- [Task prompt]: How many lines of the records below contain the string "masks"? Give only the number.

- [Provided information]:

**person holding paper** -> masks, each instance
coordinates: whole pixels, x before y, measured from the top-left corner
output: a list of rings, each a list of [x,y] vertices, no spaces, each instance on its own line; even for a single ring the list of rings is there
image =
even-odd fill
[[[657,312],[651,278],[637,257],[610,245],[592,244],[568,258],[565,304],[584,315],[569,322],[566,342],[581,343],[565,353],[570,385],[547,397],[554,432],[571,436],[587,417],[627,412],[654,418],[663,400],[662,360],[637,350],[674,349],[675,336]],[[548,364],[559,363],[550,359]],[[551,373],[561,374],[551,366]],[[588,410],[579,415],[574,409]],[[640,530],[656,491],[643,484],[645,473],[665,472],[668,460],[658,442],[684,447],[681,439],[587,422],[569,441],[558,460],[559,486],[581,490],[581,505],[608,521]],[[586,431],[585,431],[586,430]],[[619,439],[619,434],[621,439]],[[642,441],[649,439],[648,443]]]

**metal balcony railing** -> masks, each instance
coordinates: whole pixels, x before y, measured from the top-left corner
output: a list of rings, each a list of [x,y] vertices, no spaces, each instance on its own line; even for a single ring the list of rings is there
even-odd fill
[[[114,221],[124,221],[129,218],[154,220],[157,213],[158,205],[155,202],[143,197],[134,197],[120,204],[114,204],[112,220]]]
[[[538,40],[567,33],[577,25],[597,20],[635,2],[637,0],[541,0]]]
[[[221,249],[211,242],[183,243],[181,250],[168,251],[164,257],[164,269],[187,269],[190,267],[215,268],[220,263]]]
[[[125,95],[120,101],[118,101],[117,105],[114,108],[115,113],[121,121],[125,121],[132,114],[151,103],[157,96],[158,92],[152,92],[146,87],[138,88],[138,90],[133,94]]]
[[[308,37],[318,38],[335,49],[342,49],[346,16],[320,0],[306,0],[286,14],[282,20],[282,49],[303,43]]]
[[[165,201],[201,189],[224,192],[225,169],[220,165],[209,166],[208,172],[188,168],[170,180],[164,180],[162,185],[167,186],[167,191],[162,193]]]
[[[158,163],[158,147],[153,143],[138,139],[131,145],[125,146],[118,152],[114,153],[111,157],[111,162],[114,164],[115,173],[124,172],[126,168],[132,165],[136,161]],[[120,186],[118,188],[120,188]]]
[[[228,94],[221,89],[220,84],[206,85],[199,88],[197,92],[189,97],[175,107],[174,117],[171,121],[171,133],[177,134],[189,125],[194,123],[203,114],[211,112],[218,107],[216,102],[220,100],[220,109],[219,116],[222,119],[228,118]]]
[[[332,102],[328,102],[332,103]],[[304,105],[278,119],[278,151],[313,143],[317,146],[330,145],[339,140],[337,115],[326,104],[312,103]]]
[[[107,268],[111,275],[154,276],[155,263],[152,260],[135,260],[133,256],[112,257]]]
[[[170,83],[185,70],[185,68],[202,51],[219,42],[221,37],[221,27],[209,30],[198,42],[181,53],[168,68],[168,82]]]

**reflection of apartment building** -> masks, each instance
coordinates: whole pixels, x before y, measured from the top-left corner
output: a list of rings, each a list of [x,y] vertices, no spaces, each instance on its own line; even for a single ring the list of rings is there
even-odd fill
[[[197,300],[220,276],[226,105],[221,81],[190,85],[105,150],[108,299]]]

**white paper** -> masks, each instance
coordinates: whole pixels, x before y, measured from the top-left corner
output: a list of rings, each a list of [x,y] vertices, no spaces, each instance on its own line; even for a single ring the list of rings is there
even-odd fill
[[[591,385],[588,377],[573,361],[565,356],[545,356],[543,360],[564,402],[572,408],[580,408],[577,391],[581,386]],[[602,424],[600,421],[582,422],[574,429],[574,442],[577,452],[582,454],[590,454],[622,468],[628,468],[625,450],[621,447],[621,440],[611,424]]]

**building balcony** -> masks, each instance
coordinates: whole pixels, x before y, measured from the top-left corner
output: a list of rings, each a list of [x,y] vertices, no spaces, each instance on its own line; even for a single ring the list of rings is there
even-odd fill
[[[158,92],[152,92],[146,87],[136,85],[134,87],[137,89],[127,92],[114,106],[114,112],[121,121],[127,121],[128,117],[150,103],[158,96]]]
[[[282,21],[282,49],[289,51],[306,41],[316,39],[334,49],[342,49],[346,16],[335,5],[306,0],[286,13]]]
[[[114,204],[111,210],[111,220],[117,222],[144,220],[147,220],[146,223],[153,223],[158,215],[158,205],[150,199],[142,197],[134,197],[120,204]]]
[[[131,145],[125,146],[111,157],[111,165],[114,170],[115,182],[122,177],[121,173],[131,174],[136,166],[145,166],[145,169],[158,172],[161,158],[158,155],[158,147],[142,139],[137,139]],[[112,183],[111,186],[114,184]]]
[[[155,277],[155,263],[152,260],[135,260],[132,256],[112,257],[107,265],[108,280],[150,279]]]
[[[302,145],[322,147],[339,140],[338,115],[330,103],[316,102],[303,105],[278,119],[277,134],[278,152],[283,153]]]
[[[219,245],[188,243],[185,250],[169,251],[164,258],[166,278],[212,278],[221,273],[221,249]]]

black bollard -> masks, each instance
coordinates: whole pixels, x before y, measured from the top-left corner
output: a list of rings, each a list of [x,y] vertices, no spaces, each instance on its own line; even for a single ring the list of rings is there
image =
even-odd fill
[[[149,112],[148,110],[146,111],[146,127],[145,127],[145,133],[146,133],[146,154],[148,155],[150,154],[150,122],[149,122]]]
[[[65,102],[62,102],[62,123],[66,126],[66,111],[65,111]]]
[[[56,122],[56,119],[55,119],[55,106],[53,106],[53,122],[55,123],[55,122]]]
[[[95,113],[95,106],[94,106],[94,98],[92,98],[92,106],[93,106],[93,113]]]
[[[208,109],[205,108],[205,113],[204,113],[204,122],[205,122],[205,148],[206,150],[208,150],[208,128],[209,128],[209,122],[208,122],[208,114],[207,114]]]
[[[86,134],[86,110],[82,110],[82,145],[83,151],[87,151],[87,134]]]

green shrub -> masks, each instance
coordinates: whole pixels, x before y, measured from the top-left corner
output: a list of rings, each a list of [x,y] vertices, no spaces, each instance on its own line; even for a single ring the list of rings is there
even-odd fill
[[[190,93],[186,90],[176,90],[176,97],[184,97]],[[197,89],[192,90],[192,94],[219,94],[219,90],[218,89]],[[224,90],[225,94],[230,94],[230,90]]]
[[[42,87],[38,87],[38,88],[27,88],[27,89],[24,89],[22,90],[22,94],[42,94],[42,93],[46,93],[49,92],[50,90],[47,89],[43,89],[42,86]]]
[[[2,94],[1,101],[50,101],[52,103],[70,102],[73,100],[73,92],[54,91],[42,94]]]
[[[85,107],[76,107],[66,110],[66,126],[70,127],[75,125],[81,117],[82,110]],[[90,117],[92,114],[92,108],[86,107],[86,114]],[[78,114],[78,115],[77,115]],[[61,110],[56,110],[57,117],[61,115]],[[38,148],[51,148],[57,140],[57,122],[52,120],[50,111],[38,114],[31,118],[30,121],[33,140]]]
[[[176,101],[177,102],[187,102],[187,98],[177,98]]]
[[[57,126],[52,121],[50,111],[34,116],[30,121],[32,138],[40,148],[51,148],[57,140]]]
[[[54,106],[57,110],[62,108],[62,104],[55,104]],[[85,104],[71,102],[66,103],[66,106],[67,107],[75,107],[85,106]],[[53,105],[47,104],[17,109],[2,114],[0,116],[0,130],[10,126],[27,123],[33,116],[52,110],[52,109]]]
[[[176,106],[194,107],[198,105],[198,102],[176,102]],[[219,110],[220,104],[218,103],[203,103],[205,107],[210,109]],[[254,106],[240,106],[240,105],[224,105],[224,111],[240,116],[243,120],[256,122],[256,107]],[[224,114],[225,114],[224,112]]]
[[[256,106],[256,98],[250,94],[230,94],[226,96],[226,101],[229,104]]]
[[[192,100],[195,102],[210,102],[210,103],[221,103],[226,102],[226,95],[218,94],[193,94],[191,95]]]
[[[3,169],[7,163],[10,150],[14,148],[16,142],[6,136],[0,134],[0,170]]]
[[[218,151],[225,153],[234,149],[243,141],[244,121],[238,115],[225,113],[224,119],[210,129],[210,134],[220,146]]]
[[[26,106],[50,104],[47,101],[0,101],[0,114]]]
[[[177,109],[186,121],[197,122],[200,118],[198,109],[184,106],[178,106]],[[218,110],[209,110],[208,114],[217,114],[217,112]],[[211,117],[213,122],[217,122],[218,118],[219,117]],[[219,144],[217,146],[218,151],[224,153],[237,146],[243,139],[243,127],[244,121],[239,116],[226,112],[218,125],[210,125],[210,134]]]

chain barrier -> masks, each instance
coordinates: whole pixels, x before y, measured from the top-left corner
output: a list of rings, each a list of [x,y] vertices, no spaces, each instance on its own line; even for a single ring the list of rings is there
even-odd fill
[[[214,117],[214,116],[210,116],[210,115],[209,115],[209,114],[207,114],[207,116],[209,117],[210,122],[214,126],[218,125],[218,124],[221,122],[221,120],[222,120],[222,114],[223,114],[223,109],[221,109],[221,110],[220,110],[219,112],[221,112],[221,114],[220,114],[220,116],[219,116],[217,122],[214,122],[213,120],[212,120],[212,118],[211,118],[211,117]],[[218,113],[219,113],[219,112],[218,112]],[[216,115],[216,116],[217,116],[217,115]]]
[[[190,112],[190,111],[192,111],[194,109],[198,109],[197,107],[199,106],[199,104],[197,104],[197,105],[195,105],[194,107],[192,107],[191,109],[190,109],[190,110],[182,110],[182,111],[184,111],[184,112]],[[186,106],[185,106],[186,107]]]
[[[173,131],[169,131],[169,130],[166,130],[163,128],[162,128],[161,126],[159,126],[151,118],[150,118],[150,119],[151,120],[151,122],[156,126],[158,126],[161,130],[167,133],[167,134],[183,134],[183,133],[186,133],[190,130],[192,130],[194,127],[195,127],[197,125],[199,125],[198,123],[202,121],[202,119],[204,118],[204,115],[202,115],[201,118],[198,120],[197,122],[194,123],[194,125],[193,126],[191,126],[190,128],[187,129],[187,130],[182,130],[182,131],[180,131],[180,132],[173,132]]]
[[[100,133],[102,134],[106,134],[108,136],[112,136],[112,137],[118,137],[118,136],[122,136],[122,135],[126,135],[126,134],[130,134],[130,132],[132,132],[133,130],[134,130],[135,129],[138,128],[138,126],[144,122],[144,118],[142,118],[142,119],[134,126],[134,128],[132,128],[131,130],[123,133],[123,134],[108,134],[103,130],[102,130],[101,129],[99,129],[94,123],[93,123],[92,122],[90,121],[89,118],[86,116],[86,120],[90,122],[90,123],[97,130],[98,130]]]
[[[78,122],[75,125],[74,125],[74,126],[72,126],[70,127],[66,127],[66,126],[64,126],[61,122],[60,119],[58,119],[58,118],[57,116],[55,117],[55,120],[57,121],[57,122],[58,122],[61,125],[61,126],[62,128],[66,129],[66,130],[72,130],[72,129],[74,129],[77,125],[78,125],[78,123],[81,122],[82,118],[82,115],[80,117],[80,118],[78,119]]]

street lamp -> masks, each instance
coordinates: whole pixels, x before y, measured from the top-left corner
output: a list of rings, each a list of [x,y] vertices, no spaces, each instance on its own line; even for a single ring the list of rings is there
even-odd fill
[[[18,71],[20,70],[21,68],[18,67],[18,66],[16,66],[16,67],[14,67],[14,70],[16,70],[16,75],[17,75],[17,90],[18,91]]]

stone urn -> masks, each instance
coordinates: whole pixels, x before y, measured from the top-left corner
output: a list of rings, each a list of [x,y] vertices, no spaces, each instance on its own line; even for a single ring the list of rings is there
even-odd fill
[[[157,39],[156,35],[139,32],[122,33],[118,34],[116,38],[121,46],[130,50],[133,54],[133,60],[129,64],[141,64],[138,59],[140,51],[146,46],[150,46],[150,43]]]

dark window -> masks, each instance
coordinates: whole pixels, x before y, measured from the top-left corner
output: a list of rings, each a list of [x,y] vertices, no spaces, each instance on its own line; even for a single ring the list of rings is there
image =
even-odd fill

- [Answer to this problem]: 11